## Begin Input for this task

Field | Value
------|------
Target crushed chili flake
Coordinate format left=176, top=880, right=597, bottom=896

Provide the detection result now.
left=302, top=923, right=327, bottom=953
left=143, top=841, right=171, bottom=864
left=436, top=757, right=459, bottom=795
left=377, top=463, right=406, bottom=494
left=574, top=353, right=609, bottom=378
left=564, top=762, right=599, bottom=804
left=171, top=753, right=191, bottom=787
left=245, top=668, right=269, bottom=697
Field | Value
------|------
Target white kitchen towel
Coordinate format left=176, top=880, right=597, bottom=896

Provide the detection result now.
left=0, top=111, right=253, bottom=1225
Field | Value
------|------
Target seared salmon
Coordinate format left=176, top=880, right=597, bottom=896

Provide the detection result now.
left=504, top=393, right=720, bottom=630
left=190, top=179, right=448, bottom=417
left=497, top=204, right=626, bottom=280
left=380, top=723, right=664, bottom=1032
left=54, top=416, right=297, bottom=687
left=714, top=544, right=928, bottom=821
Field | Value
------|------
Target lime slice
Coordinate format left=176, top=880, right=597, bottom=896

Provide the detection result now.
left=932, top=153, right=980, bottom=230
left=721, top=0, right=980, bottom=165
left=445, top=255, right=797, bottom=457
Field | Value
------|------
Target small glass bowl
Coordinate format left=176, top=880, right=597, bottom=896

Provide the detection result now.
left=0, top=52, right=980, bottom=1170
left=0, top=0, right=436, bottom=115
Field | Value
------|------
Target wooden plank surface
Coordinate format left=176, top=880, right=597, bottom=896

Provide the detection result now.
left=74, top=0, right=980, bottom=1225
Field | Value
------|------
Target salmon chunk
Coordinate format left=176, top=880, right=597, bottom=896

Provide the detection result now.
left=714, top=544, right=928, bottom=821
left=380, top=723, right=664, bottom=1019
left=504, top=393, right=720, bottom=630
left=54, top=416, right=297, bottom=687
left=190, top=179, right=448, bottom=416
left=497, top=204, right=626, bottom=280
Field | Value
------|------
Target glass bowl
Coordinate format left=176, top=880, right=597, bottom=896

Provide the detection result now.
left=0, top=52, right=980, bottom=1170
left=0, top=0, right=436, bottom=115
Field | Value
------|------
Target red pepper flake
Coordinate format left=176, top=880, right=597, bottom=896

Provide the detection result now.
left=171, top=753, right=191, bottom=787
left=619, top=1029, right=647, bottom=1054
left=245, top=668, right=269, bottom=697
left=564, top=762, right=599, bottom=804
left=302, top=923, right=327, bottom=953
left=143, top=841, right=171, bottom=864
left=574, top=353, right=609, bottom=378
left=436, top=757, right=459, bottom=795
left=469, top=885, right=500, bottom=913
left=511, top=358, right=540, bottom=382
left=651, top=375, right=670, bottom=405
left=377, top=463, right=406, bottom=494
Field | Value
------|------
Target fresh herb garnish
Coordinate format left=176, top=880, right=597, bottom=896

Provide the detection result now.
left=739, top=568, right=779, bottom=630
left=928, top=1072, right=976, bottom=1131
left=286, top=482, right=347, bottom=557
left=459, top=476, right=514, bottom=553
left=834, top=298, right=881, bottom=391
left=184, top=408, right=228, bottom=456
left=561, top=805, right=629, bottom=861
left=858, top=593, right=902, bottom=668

## End Input for this task

- [Directions for this task] Set down all of the records above again, word for word and line for line, with nothing changed.

- [Result of the exercise]
Field | Value
------|------
Target crushed chili flake
Coordinate format left=176, top=880, right=597, bottom=896

Provide the detection result now.
left=302, top=923, right=327, bottom=953
left=143, top=841, right=171, bottom=864
left=436, top=757, right=459, bottom=795
left=377, top=463, right=406, bottom=494
left=574, top=353, right=609, bottom=378
left=564, top=762, right=599, bottom=804
left=171, top=753, right=191, bottom=787
left=245, top=668, right=269, bottom=697
Field | Value
------|------
Target white kitchen towel
Coordinate format left=176, top=880, right=597, bottom=896

Provide the detection result now.
left=0, top=111, right=253, bottom=1225
Field | Value
------|------
Target seared salmon
Coordinate format left=176, top=880, right=597, bottom=896

Provide the detection result now.
left=504, top=393, right=720, bottom=630
left=190, top=179, right=448, bottom=417
left=497, top=204, right=626, bottom=280
left=380, top=723, right=664, bottom=1032
left=54, top=416, right=297, bottom=687
left=714, top=544, right=928, bottom=821
Field | Value
------|------
Target lime slice
Coordinate format left=176, top=880, right=597, bottom=896

Provide the detection result now.
left=932, top=153, right=980, bottom=230
left=721, top=0, right=980, bottom=165
left=445, top=255, right=797, bottom=457
Field | Value
------|------
Target small glass bowl
Coordinate format left=176, top=880, right=597, bottom=896

Provide the detection result now.
left=0, top=52, right=980, bottom=1170
left=0, top=0, right=436, bottom=115
Field | Value
------|------
Target wooden plank surface
Coordinate format left=176, top=880, right=597, bottom=896

Provide the detection result now.
left=74, top=0, right=980, bottom=1225
Field | Value
------|------
Target salmon chunk
Coordinate format left=176, top=880, right=597, bottom=896

Provide the detection result now.
left=714, top=544, right=928, bottom=821
left=380, top=723, right=664, bottom=1019
left=504, top=393, right=720, bottom=630
left=54, top=416, right=297, bottom=687
left=190, top=179, right=448, bottom=416
left=497, top=204, right=626, bottom=280
Field | Value
------|------
Target glass bowl
Coordinate format left=176, top=880, right=597, bottom=896

Provide the detection result now.
left=0, top=52, right=980, bottom=1170
left=0, top=0, right=436, bottom=115
Field | Value
------|------
Target red pepper flake
Coordinate format left=176, top=880, right=597, bottom=896

Provide the detection result now.
left=171, top=753, right=191, bottom=787
left=619, top=1029, right=647, bottom=1054
left=245, top=668, right=269, bottom=697
left=564, top=762, right=599, bottom=804
left=302, top=923, right=327, bottom=953
left=143, top=841, right=171, bottom=864
left=574, top=353, right=609, bottom=378
left=436, top=757, right=459, bottom=795
left=469, top=885, right=500, bottom=913
left=511, top=358, right=540, bottom=382
left=651, top=375, right=670, bottom=405
left=377, top=463, right=406, bottom=494
Field | Value
------|------
Target fresh herb garnish
Coordinate format left=176, top=880, right=597, bottom=896

Provide the detection result now.
left=739, top=568, right=779, bottom=630
left=928, top=1072, right=976, bottom=1131
left=286, top=482, right=347, bottom=557
left=459, top=476, right=514, bottom=553
left=834, top=298, right=881, bottom=391
left=184, top=408, right=228, bottom=456
left=561, top=805, right=629, bottom=861
left=858, top=593, right=902, bottom=668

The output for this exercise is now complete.